Direction: Reproduce the material below verbatim, line by line, with no changes.

________________

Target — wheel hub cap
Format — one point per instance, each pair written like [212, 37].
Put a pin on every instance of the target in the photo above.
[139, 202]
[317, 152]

________________

Response for this exercise:
Target — wheel hub cap
Format — one point per instance, each pair written like [212, 37].
Put a pin on every instance of the target in the photo above.
[139, 202]
[317, 152]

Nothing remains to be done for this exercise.